Selected text
Although genetic susceptibility analyses have the potential to provide novel information regarding the development of cancer, reproducibility of the results, i.e., frequent failure to replicate previous findings, has emerged as a major issue [21, 22]. False positive findings are always possible especially when multiple groups are tested. For glioma and glioblastoma, the proportion of statistically significant findings was 5% or less and for meningioma between 5% and 10% in the present study.

Few risk factors have been established for brain tumors and confounding by known factors is unlikely to affect our results because few subjects had earlier radiotherapy or a family history of brain tumors and their exclusion did not affect the findings. Population admixture is a known potential confounding factor in a population-based association analysis [23] and therefore we included only Caucasians in the statistical analysis. We were able to conduct a population-based study with frequency matching for age, sex, and geographical region. Comprehensive population rosters were available as sources of controls, thus ensuring representative identification. Misclassification of the disease status was minimized by histological confirmation of diagnosis and misclassification of exposure by quality control of genotyping and a low failure rate.

In the present study, we used prospective case ascertainment with rapid enrolment of cases (in glioma cases, the median lag between the diagnosis and interview was two months in Denmark, less than one month in Finland, three months in Sweden, and four months in the UK). A short lag between the diagnosis, ascertainment, and blood sample collection is especially important with malignant brain tumors with the rapid loss of cases due to poor outcome. A particular concern in studies of genetic factors is possible bias due to genes affecting prognosis, which may cause an imbalance if participants represent patients with favorable prognoses. Wrensch et al. [24] have demonstrated that glioma and glioblastoma survival was poorer with the XRCC1 Arg280His SNP, whereas it was not associated with the XRCC1 Arg399Gln SNP. However, the distribution of the XRCC1 Arg280His and Arg399Gln genotypes were not different between the cases and controls in the present study and thus it is not likely that the results were affected by differences in prognosis.

Problem A
In the brain tumor genetics passage, what was the median lag between diagnosis and interview for glioma cases in Sweden?
Problem B
Turn the paragraph of the brain tumor genetics passage that begins "Few risk factors have been established" into a short bulleted list that keeps its main facts.
Problem C
Write out the stretch of the brain tumor genetics passage from "Although genetic susceptibility" through "the present study." word for word.

Provided data
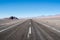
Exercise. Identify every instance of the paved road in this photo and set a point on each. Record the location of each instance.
(28, 30)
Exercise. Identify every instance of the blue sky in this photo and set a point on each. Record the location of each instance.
(29, 8)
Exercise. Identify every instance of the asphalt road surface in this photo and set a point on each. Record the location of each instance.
(28, 30)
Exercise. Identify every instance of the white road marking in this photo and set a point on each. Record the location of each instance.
(9, 27)
(29, 32)
(50, 27)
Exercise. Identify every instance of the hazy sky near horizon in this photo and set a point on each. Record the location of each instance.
(29, 8)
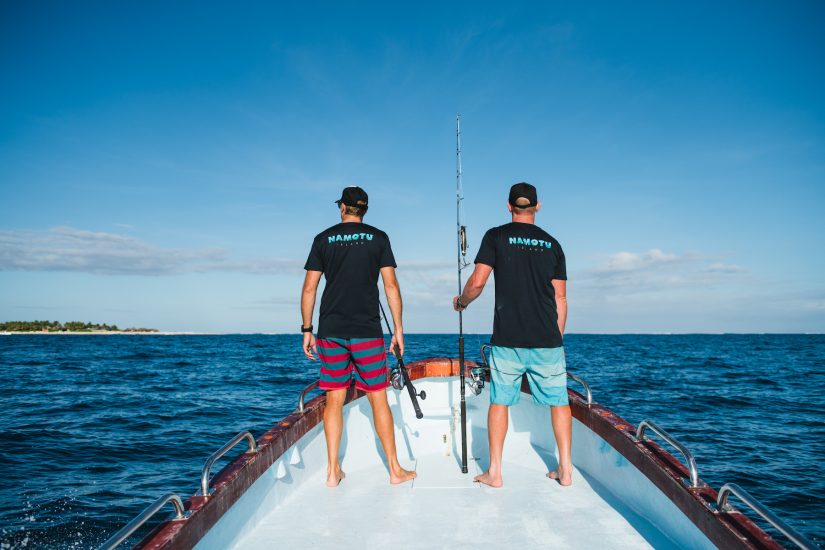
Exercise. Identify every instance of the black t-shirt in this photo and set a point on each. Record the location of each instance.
(351, 256)
(524, 258)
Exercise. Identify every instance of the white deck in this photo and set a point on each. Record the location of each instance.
(445, 508)
(290, 507)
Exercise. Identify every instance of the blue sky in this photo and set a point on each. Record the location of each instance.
(168, 165)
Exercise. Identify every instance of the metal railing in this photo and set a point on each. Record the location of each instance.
(723, 507)
(303, 395)
(691, 462)
(581, 381)
(222, 451)
(128, 530)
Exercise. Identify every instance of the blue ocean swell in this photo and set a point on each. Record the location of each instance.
(95, 427)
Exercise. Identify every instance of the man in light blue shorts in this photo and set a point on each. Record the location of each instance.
(528, 328)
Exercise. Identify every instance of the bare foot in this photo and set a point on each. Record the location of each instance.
(563, 475)
(333, 479)
(401, 475)
(489, 479)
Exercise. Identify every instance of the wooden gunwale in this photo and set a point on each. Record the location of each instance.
(732, 529)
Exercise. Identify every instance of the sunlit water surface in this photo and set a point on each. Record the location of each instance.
(94, 428)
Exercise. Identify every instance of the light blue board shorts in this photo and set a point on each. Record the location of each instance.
(546, 372)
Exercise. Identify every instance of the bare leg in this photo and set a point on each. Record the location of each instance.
(333, 426)
(497, 430)
(563, 429)
(382, 417)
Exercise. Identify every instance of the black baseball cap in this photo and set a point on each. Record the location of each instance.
(523, 190)
(353, 196)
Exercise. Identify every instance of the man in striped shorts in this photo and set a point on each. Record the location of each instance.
(350, 341)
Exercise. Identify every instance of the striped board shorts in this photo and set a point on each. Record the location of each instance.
(345, 359)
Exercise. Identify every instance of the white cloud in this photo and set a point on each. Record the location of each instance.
(653, 271)
(72, 249)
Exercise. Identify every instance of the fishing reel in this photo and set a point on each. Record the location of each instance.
(396, 379)
(397, 382)
(476, 381)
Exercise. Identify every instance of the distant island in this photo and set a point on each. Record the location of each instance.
(70, 326)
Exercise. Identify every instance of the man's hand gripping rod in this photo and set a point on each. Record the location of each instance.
(405, 376)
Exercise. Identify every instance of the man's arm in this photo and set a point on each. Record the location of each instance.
(475, 284)
(307, 307)
(560, 286)
(393, 292)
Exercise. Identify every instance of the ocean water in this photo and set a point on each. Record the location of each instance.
(94, 428)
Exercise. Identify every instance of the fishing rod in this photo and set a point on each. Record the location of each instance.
(402, 371)
(462, 263)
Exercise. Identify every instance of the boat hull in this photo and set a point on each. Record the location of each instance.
(643, 484)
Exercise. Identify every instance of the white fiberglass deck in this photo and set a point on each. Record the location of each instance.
(290, 506)
(445, 508)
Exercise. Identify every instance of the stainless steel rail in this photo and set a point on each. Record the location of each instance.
(222, 451)
(581, 381)
(723, 507)
(128, 530)
(303, 395)
(640, 434)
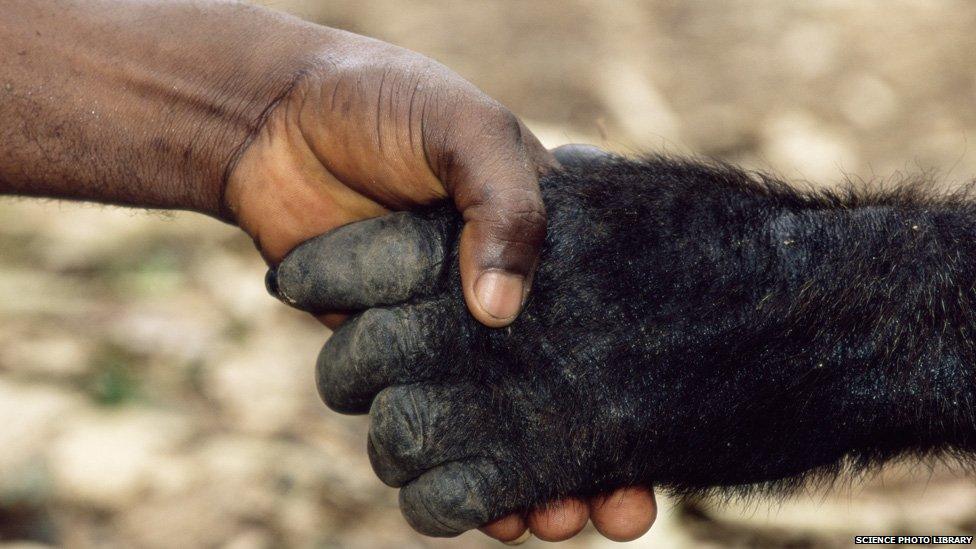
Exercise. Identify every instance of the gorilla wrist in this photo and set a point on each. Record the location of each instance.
(690, 326)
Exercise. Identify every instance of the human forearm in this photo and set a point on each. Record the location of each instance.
(140, 103)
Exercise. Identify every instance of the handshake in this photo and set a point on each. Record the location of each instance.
(692, 327)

Written response A
Three months.

Written response B
- Confounding by known brain tumor risk factors is unlikely: few subjects had earlier radiotherapy or a family history of brain tumors, and excluding them did not change the findings.
- Only Caucasians were analyzed to avoid confounding from population admixture.
- The study was population-based, with frequency matching for age, sex, and geographical region.
- Controls came from comprehensive population rosters, which ensured representative identification.
- Disease misclassification was minimized by histological confirmation of diagnosis.
- Exposure misclassification was minimized by genotyping quality control and a low failure rate.

Written response C
Although genetic susceptibility analyses have the potential to provide novel information regarding the development of cancer, reproducibility of the results, i.e., frequent failure to replicate previous findings, has emerged as a major issue [21, 22]. False positive findings are always possible especially when multiple groups are tested. For glioma and glioblastoma, the proportion of statistically significant findings was 5% or less and for meningioma between 5% and 10% in the present study.